Listed entries Start Marker

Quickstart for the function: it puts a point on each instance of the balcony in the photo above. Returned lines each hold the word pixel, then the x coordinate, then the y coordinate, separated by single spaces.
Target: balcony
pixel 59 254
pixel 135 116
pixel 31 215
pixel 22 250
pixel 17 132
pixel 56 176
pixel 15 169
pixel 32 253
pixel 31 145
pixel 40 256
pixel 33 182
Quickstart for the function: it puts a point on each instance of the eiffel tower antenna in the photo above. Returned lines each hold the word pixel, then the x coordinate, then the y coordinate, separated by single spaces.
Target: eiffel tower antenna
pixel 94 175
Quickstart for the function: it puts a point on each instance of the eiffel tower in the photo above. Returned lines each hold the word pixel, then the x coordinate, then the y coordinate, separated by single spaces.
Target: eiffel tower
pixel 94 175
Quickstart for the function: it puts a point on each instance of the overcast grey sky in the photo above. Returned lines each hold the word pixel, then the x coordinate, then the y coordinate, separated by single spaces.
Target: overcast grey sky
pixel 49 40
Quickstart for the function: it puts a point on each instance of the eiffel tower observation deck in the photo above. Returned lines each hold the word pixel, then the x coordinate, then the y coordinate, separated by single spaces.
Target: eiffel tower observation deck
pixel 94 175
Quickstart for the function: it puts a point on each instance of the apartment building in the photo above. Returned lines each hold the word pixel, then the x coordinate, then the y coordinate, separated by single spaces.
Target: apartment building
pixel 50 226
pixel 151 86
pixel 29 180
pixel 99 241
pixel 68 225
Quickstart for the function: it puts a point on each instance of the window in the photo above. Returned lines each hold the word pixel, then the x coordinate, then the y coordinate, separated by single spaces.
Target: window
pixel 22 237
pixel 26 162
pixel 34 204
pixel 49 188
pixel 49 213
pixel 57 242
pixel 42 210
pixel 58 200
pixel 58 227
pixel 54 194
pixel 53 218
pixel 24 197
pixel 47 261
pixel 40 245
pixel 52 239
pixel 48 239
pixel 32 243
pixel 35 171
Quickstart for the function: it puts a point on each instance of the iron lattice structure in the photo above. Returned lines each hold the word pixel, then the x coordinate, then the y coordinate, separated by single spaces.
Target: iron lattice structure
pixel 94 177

Listed entries End Marker

• [To do] In the data above, repeat exactly each line from the first through the line that contains "tower antenna in", and give nothing else.

• [Exercise result]
Quickstart for the function: it puts a point on each instance of the balcony in the photo above. Returned lines each hold the word pixel, then the x coordinate, then the y coordinate, separated by single spaces.
Target: balcony
pixel 59 254
pixel 135 116
pixel 31 215
pixel 22 250
pixel 17 132
pixel 56 176
pixel 15 169
pixel 32 253
pixel 31 145
pixel 40 256
pixel 33 182
Quickstart for the function: it puts a point on each instance of the eiffel tower antenna in the photo above. Returned lines each hold the word pixel, then the x coordinate, then the y coordinate, separated by single spaces.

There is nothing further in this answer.